> [Entries provided]
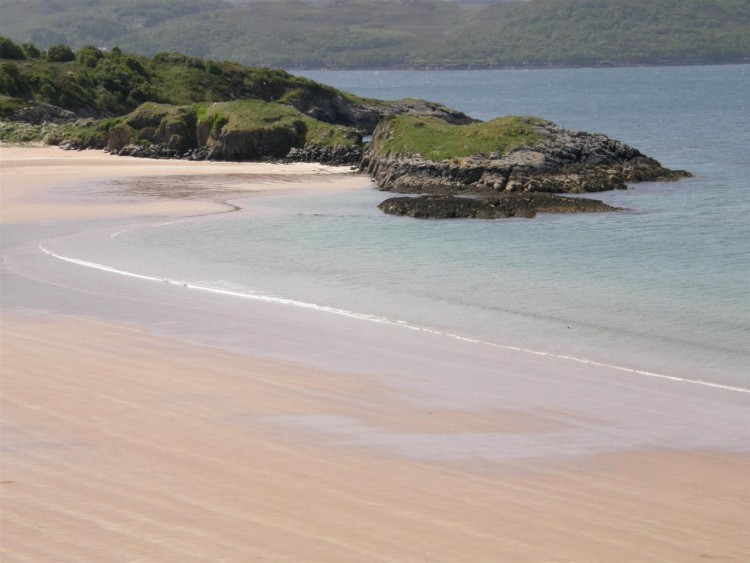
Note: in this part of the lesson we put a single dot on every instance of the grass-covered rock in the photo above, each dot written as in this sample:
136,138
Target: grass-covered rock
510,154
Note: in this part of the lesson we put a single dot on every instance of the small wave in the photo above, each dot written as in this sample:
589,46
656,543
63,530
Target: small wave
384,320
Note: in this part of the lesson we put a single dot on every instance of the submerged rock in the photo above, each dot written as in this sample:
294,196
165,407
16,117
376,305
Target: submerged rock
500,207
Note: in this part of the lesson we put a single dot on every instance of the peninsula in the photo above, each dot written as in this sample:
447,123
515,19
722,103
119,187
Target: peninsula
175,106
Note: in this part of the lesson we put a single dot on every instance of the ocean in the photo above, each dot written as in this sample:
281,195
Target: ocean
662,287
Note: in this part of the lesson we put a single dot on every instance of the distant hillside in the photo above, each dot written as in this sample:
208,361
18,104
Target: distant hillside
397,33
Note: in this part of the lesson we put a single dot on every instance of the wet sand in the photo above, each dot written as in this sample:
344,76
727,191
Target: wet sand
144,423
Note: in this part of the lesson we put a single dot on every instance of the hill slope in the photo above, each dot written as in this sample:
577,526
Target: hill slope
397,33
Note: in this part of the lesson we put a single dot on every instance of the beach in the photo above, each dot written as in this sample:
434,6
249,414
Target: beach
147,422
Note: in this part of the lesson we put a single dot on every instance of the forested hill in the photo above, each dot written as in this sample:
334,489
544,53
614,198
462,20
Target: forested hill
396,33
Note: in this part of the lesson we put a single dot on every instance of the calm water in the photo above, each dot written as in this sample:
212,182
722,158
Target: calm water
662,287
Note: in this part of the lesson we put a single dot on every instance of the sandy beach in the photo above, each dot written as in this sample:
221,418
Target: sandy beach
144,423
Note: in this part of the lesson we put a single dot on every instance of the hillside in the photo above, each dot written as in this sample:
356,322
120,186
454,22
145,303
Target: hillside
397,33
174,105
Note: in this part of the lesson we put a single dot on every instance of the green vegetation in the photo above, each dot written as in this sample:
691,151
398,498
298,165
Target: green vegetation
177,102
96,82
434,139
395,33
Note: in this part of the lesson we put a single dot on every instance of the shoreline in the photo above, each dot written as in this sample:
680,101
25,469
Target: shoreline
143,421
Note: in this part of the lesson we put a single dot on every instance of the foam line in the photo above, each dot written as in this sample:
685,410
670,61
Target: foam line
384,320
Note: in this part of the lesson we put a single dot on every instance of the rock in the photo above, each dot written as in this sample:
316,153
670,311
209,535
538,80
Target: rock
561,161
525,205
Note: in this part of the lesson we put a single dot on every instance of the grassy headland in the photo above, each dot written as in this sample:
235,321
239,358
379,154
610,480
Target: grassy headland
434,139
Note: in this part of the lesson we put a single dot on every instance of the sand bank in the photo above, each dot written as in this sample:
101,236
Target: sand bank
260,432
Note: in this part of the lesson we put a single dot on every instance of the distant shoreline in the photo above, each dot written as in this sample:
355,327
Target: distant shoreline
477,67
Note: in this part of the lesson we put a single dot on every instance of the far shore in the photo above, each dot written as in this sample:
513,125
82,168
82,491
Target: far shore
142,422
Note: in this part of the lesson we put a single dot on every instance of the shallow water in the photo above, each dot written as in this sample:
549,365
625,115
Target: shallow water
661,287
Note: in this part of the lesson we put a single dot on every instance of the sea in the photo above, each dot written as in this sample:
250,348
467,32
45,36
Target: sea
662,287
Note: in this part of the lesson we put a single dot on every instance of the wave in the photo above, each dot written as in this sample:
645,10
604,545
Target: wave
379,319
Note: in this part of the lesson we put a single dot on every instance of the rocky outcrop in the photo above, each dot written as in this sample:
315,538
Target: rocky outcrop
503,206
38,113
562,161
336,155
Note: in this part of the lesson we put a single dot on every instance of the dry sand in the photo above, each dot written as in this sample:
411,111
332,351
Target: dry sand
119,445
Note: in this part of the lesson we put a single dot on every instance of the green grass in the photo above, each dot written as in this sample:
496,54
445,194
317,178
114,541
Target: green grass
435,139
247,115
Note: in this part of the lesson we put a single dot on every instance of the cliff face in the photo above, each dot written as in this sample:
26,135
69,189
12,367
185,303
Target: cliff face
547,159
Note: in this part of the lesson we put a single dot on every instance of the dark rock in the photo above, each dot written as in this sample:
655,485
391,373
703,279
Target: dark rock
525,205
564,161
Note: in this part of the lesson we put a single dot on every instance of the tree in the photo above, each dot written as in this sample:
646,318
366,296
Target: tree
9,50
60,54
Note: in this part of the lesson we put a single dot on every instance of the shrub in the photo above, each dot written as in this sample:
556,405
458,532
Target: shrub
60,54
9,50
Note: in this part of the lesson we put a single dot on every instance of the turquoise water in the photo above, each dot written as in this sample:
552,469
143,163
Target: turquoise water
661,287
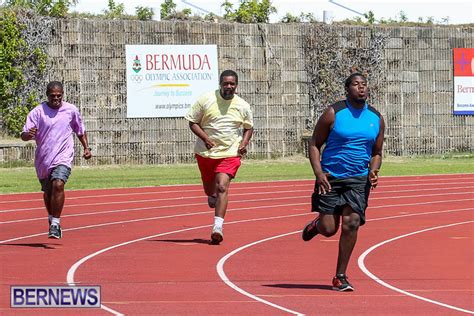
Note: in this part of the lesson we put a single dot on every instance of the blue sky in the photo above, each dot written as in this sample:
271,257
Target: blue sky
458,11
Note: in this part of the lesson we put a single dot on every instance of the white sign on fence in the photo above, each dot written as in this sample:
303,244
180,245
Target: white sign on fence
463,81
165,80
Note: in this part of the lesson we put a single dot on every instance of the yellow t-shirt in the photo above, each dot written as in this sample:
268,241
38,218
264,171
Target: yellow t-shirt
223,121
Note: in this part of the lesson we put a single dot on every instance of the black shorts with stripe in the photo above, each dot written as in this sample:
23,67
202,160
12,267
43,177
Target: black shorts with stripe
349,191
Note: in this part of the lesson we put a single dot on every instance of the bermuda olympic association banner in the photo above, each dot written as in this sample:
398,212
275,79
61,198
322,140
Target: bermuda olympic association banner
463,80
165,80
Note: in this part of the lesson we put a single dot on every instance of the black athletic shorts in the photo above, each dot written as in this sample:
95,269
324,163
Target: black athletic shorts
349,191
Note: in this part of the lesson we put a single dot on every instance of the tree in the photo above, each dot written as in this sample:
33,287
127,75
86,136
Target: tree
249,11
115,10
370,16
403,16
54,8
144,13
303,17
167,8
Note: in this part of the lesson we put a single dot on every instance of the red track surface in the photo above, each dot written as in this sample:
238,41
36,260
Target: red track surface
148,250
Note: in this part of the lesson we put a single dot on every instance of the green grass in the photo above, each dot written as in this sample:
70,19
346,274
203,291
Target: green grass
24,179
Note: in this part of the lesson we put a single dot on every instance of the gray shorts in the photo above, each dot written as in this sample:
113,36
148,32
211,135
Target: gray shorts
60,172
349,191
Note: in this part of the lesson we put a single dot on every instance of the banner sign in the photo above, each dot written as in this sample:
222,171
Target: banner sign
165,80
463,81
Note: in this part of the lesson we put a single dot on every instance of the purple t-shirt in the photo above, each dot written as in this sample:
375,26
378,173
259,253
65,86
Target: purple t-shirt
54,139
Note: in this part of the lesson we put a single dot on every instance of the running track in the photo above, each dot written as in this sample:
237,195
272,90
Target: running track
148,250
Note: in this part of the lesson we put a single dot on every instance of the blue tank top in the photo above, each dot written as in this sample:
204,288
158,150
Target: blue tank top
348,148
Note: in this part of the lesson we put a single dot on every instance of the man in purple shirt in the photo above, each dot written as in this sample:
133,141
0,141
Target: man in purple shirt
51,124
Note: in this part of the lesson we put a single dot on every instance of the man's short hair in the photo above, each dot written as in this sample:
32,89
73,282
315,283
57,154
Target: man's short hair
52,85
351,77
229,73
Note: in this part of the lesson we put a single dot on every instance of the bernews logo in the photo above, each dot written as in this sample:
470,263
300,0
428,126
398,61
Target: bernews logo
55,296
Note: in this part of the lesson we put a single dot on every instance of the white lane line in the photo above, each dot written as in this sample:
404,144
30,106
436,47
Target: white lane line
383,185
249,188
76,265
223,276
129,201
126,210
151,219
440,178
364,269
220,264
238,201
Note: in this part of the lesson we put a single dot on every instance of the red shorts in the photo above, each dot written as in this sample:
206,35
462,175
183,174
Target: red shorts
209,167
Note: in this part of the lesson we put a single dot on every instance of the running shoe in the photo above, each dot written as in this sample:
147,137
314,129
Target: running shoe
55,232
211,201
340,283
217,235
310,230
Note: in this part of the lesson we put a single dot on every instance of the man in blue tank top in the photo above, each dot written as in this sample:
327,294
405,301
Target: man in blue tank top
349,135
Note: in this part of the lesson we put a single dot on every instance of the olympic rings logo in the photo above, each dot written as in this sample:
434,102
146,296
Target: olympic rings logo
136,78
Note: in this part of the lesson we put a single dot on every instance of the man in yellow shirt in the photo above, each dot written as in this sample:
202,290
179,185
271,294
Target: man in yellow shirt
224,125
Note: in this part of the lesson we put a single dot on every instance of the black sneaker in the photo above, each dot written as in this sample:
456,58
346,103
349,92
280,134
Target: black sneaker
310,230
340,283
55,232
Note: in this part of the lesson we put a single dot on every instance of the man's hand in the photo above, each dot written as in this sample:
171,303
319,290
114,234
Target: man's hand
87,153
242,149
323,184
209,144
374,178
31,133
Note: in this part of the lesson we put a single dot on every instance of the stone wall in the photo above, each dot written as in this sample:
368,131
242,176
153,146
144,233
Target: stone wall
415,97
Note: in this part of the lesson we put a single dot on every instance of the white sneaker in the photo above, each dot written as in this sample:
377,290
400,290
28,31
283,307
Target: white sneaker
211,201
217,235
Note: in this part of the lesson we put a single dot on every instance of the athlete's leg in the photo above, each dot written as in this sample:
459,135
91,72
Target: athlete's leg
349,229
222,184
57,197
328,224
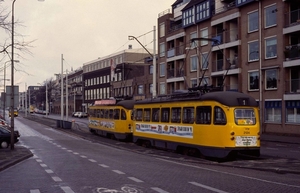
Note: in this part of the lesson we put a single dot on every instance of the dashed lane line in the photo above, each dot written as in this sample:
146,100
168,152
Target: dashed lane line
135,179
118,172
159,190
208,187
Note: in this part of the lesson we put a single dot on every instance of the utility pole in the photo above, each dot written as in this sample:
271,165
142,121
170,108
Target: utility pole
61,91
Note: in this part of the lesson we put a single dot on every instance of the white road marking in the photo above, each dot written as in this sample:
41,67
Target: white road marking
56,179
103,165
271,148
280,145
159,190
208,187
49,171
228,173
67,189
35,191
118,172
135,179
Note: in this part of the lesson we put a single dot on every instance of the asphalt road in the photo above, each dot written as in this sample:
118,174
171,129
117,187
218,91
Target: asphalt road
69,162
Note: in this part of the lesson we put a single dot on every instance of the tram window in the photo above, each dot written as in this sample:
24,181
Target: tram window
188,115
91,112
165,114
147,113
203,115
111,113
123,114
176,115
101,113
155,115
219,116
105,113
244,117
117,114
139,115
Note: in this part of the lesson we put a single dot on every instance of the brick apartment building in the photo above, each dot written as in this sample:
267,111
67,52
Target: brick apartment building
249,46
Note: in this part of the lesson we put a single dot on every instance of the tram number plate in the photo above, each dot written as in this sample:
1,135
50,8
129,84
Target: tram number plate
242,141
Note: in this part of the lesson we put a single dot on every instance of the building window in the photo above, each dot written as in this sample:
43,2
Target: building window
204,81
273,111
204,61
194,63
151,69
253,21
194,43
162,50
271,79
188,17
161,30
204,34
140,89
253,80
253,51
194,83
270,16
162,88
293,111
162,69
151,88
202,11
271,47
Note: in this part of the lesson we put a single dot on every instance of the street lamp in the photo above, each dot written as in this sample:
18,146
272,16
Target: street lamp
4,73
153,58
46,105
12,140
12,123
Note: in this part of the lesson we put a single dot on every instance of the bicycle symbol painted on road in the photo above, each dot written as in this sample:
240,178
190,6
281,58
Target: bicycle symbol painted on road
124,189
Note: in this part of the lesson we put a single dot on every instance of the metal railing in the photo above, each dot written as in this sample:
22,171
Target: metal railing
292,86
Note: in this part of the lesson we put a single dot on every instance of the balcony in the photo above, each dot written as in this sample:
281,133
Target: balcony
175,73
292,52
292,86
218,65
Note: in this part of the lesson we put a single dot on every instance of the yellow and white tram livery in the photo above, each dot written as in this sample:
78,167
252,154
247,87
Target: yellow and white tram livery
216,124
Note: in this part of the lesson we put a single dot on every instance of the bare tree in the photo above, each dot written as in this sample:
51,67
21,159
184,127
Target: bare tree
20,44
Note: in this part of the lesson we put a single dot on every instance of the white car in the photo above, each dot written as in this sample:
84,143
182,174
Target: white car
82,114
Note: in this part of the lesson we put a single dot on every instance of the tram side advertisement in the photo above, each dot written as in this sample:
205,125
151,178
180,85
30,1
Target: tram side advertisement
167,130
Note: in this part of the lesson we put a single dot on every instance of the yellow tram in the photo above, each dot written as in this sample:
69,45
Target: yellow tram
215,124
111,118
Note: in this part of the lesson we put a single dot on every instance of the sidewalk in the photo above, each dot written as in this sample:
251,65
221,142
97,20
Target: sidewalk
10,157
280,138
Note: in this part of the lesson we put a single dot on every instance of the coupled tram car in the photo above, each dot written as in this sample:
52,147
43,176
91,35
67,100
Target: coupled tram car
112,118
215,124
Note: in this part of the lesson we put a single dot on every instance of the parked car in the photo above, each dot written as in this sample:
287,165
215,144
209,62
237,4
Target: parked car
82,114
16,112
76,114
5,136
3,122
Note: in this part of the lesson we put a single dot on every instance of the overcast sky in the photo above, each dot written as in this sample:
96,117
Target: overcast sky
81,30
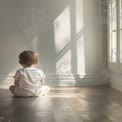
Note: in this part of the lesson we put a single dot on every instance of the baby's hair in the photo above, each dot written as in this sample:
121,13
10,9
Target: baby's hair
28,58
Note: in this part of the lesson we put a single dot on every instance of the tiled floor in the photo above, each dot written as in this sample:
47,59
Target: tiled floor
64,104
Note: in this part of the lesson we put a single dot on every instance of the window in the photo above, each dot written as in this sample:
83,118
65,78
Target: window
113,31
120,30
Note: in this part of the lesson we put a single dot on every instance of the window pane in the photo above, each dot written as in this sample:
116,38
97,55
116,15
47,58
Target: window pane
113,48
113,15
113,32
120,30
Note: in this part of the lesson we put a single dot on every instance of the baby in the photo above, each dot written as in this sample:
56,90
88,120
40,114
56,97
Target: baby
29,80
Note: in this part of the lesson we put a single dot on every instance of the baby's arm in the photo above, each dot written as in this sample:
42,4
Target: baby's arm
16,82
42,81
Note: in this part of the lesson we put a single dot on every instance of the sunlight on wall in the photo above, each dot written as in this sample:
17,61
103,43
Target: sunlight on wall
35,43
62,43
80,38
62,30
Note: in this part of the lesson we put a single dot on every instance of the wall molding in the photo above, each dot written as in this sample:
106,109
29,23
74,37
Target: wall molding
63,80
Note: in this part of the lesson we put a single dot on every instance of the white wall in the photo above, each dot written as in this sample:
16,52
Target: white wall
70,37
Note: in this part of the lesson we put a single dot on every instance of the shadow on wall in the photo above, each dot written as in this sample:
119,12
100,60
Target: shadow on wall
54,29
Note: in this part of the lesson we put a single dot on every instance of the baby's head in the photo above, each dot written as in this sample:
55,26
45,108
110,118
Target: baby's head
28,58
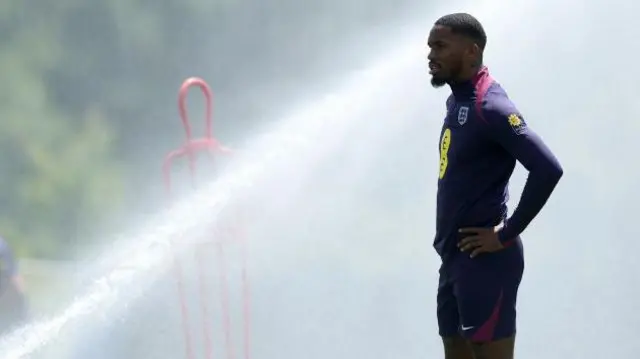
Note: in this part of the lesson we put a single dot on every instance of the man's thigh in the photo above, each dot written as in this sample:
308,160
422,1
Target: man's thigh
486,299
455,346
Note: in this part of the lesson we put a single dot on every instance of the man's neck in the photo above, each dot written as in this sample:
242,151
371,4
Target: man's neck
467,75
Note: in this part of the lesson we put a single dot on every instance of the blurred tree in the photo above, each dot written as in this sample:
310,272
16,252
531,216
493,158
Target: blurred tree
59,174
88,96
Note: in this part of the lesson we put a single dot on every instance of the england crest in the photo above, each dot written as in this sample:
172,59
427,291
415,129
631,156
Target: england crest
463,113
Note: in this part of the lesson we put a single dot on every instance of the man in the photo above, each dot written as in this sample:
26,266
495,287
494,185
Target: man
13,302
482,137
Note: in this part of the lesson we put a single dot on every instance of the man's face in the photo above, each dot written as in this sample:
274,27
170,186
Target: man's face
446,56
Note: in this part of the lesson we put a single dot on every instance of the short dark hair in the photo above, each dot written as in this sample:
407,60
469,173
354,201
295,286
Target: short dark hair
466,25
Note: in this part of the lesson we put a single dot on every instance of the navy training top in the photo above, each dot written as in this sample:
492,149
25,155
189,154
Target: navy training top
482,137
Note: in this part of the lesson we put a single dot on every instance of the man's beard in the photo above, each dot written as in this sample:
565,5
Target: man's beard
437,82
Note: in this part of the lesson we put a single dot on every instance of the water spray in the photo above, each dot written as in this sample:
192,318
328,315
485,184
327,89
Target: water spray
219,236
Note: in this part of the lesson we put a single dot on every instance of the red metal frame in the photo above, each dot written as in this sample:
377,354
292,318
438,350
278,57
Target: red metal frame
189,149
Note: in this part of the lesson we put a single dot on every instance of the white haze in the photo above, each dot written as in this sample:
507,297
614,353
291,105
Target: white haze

> [What needs to be done]
Say the number of lines in the records above that include the string "haze", and no more.

> [Result of the task]
2